─── Texte source

Crucifixions romaines. Vasily Vereshchagin, 1887.
Huile sur toile, 294,6 x 396,2 cm. Brooklyn Museum, New York (Wikipédia).

Jésus, Christ, Roi

Odette MainvilleOdette Mainville | Le Christ roi (C) – 23 novembre 2025

Jésus en croix est insulté : Luc 23, 35-43
Les lectures : 2 Samuel 5, 1-3 ; Psaume 121 (122) ; Colossiens 1, 12-20
Les citations bibliques sont tirées de la Traduction liturgique officielle.

Le texte de l’Évangile de Luc offre une fidèle présentation de la vocation de Jésus, telle que révélée lors de son passage en ce monde, en l’occurrence, celle du règne. À travers les propos dérisoires des chefs religieux et des soldats, des injures proférées par l’un des malfaiteurs crucifiés à ses côtés et des paroles de repentir exprimées par l’autre, on perçoit déjà la vocation que Jésus exercera après sa résurrection. Mais quels en seront les signes révélateurs? Ou plus précisément, quels sont ses agirs et ses paroles qui conduiront à reconnaitre le personnage tant attendu, le Messie?

──────

Exercices proposés:
- A) Relevez toutes les références bibliques (livre, chapitre et versets) données dans le texte sur le Christ roi.
- B) Prolongez le texte sur le Christ roi à partir de sa dernière phrase.

─── Données fournies

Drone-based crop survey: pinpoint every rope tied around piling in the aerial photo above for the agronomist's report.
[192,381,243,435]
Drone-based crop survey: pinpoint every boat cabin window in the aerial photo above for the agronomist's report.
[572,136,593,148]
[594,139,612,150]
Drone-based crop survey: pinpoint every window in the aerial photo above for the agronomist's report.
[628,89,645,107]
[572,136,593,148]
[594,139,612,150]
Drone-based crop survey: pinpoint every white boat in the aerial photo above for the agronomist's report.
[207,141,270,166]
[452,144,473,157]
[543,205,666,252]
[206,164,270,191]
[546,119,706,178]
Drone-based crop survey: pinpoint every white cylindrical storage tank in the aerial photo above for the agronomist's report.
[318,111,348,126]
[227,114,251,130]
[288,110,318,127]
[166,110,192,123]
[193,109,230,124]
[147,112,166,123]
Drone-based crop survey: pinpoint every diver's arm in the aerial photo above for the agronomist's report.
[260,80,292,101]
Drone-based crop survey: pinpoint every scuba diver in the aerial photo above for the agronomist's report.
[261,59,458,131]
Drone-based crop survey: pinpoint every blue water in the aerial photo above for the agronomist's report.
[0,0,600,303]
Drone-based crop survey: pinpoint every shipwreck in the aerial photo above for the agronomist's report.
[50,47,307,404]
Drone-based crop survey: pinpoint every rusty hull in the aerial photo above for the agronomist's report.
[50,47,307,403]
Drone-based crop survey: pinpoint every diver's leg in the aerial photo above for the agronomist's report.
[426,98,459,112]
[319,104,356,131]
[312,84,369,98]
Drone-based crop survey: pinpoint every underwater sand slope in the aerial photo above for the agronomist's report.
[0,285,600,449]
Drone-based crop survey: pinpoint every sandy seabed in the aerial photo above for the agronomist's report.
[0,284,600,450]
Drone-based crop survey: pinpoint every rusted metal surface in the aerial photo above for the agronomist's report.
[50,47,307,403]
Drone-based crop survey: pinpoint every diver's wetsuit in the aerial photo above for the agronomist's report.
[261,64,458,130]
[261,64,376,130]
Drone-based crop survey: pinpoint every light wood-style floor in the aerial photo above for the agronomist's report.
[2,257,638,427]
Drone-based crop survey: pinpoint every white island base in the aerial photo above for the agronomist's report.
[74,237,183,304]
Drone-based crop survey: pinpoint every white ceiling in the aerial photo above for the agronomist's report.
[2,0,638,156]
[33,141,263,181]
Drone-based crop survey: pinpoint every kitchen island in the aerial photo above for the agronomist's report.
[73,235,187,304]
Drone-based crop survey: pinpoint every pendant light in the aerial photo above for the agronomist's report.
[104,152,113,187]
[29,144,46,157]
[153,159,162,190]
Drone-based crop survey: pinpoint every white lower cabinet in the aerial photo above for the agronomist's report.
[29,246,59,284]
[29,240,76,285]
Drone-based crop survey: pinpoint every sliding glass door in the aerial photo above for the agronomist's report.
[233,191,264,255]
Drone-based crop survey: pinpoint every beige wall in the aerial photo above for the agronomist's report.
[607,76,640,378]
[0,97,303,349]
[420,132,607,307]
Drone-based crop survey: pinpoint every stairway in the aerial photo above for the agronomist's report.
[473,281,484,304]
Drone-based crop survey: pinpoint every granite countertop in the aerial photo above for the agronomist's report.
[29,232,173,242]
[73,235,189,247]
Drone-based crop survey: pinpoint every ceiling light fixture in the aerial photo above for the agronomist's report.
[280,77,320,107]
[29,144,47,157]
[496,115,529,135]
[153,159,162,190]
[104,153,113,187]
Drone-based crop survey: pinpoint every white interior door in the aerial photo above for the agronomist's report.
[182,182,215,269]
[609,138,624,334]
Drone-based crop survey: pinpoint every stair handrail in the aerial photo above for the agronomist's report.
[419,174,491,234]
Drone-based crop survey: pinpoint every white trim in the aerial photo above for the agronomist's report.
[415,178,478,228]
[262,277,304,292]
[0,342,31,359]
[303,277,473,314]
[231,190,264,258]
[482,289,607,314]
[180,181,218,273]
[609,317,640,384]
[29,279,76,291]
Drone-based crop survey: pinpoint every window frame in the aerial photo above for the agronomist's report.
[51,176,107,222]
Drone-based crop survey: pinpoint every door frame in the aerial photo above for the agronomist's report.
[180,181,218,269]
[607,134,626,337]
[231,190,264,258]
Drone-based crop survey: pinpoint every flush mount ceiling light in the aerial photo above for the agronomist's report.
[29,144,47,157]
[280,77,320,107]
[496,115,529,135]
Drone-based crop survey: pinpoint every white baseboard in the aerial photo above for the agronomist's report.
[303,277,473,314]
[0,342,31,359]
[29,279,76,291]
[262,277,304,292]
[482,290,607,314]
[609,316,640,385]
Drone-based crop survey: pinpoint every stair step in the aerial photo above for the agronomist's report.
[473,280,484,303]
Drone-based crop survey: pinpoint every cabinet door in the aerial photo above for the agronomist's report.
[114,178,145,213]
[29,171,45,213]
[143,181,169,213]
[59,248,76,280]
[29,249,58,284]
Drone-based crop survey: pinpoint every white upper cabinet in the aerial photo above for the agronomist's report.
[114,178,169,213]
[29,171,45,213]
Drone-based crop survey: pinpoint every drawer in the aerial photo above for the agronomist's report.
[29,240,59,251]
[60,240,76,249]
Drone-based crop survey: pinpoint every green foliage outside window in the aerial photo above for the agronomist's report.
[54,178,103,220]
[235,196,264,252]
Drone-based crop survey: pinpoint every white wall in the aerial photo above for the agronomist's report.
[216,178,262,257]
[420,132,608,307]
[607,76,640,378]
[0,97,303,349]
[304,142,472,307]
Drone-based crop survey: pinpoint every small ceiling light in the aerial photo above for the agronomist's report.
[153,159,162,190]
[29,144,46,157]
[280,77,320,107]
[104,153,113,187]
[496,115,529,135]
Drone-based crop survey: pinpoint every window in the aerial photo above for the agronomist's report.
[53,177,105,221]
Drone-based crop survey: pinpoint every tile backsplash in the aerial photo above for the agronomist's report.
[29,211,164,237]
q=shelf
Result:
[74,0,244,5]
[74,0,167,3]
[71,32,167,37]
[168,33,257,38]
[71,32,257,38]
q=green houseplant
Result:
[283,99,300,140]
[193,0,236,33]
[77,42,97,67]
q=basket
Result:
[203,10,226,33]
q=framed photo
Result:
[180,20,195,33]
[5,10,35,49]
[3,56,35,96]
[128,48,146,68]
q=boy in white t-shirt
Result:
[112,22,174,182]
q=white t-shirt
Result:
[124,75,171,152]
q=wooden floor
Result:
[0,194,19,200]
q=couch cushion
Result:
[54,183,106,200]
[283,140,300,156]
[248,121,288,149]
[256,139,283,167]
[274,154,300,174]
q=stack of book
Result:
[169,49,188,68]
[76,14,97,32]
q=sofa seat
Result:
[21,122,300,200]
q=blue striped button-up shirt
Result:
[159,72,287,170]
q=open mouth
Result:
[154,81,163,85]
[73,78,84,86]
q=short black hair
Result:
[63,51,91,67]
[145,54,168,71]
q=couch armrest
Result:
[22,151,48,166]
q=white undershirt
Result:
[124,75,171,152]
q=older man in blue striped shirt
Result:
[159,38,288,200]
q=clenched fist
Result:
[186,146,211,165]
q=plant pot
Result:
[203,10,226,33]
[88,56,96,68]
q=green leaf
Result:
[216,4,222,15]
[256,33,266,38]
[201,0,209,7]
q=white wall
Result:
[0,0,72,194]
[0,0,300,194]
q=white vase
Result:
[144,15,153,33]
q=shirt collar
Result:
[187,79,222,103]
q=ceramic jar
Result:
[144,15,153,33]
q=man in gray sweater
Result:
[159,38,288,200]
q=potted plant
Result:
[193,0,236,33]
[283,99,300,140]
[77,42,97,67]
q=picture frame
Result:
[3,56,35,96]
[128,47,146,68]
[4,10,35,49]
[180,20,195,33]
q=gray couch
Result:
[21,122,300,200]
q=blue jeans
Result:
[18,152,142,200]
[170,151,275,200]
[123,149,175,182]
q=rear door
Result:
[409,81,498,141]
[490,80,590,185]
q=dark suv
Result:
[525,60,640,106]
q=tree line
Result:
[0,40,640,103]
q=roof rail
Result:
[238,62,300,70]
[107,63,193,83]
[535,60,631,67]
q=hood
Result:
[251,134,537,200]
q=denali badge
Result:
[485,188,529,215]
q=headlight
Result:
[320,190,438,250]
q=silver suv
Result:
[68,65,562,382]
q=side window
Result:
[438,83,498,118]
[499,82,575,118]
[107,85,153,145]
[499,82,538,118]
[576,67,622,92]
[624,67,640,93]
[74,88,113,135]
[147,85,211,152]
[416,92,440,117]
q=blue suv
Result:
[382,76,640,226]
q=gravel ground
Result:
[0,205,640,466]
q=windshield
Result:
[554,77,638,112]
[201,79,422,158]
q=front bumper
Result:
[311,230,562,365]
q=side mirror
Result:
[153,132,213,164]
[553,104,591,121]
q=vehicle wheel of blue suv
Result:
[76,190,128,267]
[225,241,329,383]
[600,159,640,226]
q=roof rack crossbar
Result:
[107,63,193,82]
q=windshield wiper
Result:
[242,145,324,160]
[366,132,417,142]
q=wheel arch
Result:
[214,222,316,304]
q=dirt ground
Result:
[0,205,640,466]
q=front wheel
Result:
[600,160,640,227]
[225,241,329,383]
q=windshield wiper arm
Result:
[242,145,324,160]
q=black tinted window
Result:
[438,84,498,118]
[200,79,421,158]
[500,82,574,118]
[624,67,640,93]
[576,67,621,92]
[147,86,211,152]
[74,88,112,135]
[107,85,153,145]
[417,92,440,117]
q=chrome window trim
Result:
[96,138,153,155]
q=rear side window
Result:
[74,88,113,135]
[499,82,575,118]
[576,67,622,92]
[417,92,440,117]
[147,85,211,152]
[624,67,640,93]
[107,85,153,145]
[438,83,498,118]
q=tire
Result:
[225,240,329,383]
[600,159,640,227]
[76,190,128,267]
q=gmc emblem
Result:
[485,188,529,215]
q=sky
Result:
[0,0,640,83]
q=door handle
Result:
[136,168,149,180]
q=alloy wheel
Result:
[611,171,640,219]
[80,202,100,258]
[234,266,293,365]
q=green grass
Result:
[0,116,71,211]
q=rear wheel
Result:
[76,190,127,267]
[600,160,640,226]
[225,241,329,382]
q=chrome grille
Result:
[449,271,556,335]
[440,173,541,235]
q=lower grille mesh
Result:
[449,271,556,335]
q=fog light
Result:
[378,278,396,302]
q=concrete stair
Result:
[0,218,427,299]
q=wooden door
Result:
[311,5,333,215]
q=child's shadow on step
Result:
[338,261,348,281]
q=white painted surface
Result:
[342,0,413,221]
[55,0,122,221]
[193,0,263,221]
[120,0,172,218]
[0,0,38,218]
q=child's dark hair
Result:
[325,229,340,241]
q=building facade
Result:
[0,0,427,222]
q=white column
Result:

──────

Corrigé:
- A) Luc 23, 35-43 ; 2 Samuel 5, 1-3 ; Psaume 121 (122) ; Colossiens 1, 12-20

- B)
Un brin d’histoire et quelques définitions

Il importe d’abord d’avoir une juste compréhension des titres attribués à Jésus, dont les suivants : Messie, Christ, Roi. D’emblée, on peut déjà dire qu’ils revêtent un sens commun, qu’ils font tous référence à la même fonction.

Pendant une certaine période de l’époque vétérotestamentaire, le peuple d’Israël était sous la gouvernance d’un roi. Or, marqué de l’onction au moment de son accession au trône, le roi recevait alors le titre d’Oint de YHWH. La traduction hébraïque d’Oint étant précisément ‘Messiah’ (Messie), le roi était donc considéré comme le Messie régnant sur le peuple. À noter également la traduction grecque des Messiah, c’est-à-dire Christos [1].  Ajoutons encore que, durant la période de son règne, le roi recevait également le titre de fils de Dieu. Il importe cependant de spécifier que ce titre n’avait pas de valeur ontologique, mais faisait strictement référence à la fonction royale du personnage. Il en découle donc que les titres Oint, Fils de Dieu, Messie et Christ renvoient au même et unique fonction, celle du règne.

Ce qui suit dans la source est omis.